* **What to produce**
Quote the entries that follow exactly, leaving none out.
[START]
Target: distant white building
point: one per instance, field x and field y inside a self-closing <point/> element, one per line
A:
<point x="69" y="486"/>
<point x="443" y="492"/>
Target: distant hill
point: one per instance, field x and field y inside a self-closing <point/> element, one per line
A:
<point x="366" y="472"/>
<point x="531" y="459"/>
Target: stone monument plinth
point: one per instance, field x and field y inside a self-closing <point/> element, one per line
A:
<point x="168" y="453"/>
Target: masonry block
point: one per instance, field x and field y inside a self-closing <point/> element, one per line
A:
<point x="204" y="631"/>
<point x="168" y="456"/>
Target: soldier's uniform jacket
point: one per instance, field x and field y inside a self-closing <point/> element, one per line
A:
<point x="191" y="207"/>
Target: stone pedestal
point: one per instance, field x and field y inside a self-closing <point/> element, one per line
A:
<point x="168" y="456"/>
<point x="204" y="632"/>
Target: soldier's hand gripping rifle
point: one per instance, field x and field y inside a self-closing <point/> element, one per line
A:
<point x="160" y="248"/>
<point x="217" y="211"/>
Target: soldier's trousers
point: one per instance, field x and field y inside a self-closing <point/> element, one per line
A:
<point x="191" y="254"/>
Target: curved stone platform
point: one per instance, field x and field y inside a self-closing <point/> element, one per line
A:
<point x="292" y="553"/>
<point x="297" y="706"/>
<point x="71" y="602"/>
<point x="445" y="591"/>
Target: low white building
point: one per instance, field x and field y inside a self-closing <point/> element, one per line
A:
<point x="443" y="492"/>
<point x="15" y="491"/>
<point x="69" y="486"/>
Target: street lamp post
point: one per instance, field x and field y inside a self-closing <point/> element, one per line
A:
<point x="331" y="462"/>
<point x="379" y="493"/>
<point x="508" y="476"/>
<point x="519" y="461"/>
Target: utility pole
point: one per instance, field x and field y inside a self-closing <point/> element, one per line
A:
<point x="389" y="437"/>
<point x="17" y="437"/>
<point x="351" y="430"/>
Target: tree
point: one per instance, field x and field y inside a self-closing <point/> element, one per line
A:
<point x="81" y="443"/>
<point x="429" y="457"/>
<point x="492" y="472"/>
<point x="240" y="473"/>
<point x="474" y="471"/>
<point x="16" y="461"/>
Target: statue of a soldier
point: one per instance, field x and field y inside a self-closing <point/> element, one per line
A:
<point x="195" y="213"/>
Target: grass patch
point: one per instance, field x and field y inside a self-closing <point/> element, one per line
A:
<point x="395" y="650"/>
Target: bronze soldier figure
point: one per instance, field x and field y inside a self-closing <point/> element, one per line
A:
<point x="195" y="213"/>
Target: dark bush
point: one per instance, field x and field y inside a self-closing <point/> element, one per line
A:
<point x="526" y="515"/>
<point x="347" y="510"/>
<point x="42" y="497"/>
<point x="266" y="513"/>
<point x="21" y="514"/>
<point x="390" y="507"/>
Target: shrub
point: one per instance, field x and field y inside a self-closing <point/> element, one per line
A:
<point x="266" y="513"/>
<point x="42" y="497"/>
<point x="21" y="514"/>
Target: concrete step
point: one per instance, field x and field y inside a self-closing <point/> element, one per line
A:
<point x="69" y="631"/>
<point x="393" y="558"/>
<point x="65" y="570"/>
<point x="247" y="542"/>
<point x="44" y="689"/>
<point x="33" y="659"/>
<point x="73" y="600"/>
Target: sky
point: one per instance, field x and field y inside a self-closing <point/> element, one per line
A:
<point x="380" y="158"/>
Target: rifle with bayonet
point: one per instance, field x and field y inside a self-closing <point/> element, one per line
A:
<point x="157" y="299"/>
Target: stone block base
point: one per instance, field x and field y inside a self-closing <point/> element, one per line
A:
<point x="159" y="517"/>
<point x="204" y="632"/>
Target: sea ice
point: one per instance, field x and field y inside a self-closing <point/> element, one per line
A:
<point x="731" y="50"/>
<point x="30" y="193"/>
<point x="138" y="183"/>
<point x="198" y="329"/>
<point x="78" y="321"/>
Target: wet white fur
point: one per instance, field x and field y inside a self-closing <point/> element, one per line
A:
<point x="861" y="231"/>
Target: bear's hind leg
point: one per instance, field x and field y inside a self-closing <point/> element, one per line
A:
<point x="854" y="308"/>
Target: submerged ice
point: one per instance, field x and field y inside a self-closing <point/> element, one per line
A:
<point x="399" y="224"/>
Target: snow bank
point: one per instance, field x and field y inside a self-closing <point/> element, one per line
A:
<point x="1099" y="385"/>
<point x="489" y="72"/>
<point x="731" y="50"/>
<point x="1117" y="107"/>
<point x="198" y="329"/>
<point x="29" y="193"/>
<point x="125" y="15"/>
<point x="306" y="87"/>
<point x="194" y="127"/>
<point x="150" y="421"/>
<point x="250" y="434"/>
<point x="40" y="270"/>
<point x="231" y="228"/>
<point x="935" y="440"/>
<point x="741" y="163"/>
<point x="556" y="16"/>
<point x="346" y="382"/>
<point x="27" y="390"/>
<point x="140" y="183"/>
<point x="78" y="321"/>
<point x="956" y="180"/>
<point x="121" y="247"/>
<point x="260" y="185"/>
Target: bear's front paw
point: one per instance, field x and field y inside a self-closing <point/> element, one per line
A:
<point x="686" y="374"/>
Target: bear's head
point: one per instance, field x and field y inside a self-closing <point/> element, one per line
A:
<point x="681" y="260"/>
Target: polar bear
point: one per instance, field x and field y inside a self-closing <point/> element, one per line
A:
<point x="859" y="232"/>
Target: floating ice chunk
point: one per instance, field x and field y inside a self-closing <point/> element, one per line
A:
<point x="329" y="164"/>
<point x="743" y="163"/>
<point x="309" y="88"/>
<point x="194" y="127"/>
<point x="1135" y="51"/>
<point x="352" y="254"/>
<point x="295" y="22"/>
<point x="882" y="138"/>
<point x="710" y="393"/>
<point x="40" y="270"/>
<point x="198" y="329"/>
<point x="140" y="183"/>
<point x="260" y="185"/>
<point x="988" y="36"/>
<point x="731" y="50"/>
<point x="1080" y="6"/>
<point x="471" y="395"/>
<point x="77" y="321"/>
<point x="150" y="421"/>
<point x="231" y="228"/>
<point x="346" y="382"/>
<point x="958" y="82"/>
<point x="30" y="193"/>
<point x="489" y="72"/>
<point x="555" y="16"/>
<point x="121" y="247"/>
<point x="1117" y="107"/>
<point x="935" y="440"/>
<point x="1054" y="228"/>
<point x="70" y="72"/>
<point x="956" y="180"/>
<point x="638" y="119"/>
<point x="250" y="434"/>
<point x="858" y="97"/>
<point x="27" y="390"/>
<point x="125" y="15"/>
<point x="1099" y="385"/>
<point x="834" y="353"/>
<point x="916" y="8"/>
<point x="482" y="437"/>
[END]
* **Written response**
Target: distant white building
point: one per instance, field x and field y inside a self-closing <point/> element, one per line
A:
<point x="69" y="486"/>
<point x="443" y="492"/>
Target: distant hill
point: one per instance, field x and field y inside a self-closing <point/> element, one per line
A:
<point x="366" y="472"/>
<point x="531" y="459"/>
Target: stone monument plinth
point: one per instance, field x and field y inside a self-closing <point/> element, one per line
A:
<point x="168" y="453"/>
Target: masonry block
point: one per instance, field x and field y inside a self-closing <point/> element, one per line
A:
<point x="204" y="631"/>
<point x="168" y="456"/>
Target: soldier's uniform jacket
point: one per instance, field x and field y inside a self-closing <point/> element, one per line
A:
<point x="191" y="207"/>
Target: stone pedestal
point: one per instance, field x and field y inside a self-closing <point/> element, one per line
A:
<point x="168" y="456"/>
<point x="204" y="632"/>
Target: soldier's hand gripping rifle
point: one per instance, field x and field y inside a self-closing <point/> element, one per line
A:
<point x="160" y="248"/>
<point x="217" y="211"/>
Target: soldier's trousers
point: one per instance, field x and field y inside a self-closing <point/> element, one per line
A:
<point x="191" y="254"/>
Target: curved stone platform
point: one per instance, field x and field y inside a self-closing <point/> element, one per line
A:
<point x="292" y="553"/>
<point x="297" y="706"/>
<point x="71" y="602"/>
<point x="445" y="591"/>
Target: low white building
point: one per instance, field x and field y inside a self-closing <point/> element, one per line
A:
<point x="443" y="492"/>
<point x="15" y="491"/>
<point x="69" y="486"/>
Target: street lamp post
point: one per instance, field x and field y inside a self-closing <point/> element, one per line
A:
<point x="331" y="462"/>
<point x="379" y="493"/>
<point x="508" y="476"/>
<point x="519" y="461"/>
Target: utility pole
point: one per instance, field x and field y inside a self-closing <point/> element, one per line
A:
<point x="389" y="437"/>
<point x="17" y="437"/>
<point x="351" y="430"/>
Target: tree
point: one per instance, field x and field y inside a self-closing <point/> element, one per line
A:
<point x="81" y="443"/>
<point x="429" y="457"/>
<point x="492" y="472"/>
<point x="240" y="473"/>
<point x="474" y="471"/>
<point x="16" y="461"/>
Target: statue of a soldier
point: one per instance, field x and field y inside a self-closing <point/> element, one per line
A:
<point x="195" y="213"/>
Target: grass patch
point: one per instance, field x and field y inside a self-closing <point/> element, one per line
A:
<point x="395" y="650"/>
Target: bronze soldier figure
point: one per instance, field x and field y inside a self-closing <point/> element, one per line
A:
<point x="195" y="213"/>
Target: dark bush
point: one per instance, field x and field y inside a self-closing <point/> element, one per line
A:
<point x="526" y="515"/>
<point x="347" y="510"/>
<point x="42" y="497"/>
<point x="266" y="513"/>
<point x="21" y="514"/>
<point x="390" y="507"/>
Target: shrub
point: one per instance, field x and field y inside a self-closing <point/> element, one per line
A:
<point x="266" y="513"/>
<point x="42" y="497"/>
<point x="21" y="514"/>
Target: concrete step
point: one per instance, field x and field y inside a self-closing <point/> element, one per line
A:
<point x="69" y="631"/>
<point x="393" y="558"/>
<point x="65" y="570"/>
<point x="247" y="542"/>
<point x="44" y="689"/>
<point x="33" y="659"/>
<point x="73" y="600"/>
Target: sky
point: one per instance, field x and field y inside a self-closing <point/> element, one per line
A:
<point x="380" y="158"/>
Target: rifle with bayonet
point: one per instance, field x and field y inside a self-closing <point/> element, one per line
A:
<point x="157" y="299"/>
Target: stone block base
point: one per instance, field x and field y inside a self-closing <point/> element, one per line
A:
<point x="159" y="517"/>
<point x="204" y="632"/>
Target: sea ice
point: one per instance, field x and field y inside a self-closing <point/> element, one per line
A:
<point x="731" y="50"/>
<point x="30" y="193"/>
<point x="138" y="183"/>
<point x="198" y="329"/>
<point x="78" y="321"/>
Target: wet white fur
point: one per instance, field x and field y inside a self-closing <point/> element, one per line
A:
<point x="861" y="231"/>
Target: bear's hind leg
point: one per instance, field x and field y inside a self-closing <point/> element, one per line
A:
<point x="854" y="308"/>
Target: submerged ice
point: one per instance, field x and field y inside a self-closing <point/> element, one per line
A:
<point x="399" y="224"/>
Target: snow bank
point: one per instance, field x and field y inside a self-closing <point/> element, one per line
A:
<point x="1099" y="385"/>
<point x="489" y="72"/>
<point x="731" y="50"/>
<point x="1117" y="107"/>
<point x="198" y="329"/>
<point x="29" y="193"/>
<point x="125" y="15"/>
<point x="306" y="87"/>
<point x="194" y="127"/>
<point x="150" y="421"/>
<point x="250" y="434"/>
<point x="40" y="270"/>
<point x="231" y="228"/>
<point x="935" y="440"/>
<point x="741" y="163"/>
<point x="556" y="16"/>
<point x="346" y="382"/>
<point x="27" y="390"/>
<point x="140" y="183"/>
<point x="78" y="321"/>
<point x="956" y="180"/>
<point x="121" y="247"/>
<point x="260" y="185"/>
Target: bear's front paw
point: one per instance, field x and field y inside a self-closing <point/> element, one per line
A:
<point x="686" y="374"/>
Target: bear's head
point: one per instance, field x and field y inside a self-closing <point/> element, one per line
A:
<point x="681" y="260"/>
Target: polar bear
point: one per instance, field x and field y inside a self-closing <point/> element, one per line
A:
<point x="859" y="232"/>
Target: floating ice chunk
point: one per instance, field x and field y inside a self-closing <point/> element, one per line
A:
<point x="329" y="164"/>
<point x="743" y="163"/>
<point x="309" y="88"/>
<point x="194" y="127"/>
<point x="1135" y="51"/>
<point x="352" y="254"/>
<point x="295" y="22"/>
<point x="882" y="138"/>
<point x="710" y="393"/>
<point x="40" y="270"/>
<point x="198" y="329"/>
<point x="140" y="183"/>
<point x="260" y="185"/>
<point x="988" y="36"/>
<point x="731" y="50"/>
<point x="1080" y="6"/>
<point x="471" y="395"/>
<point x="77" y="321"/>
<point x="150" y="421"/>
<point x="231" y="228"/>
<point x="346" y="382"/>
<point x="958" y="82"/>
<point x="30" y="193"/>
<point x="489" y="72"/>
<point x="555" y="16"/>
<point x="121" y="247"/>
<point x="1117" y="107"/>
<point x="935" y="440"/>
<point x="1054" y="228"/>
<point x="70" y="72"/>
<point x="956" y="180"/>
<point x="638" y="119"/>
<point x="250" y="434"/>
<point x="858" y="97"/>
<point x="27" y="390"/>
<point x="125" y="15"/>
<point x="1099" y="385"/>
<point x="834" y="353"/>
<point x="916" y="8"/>
<point x="482" y="437"/>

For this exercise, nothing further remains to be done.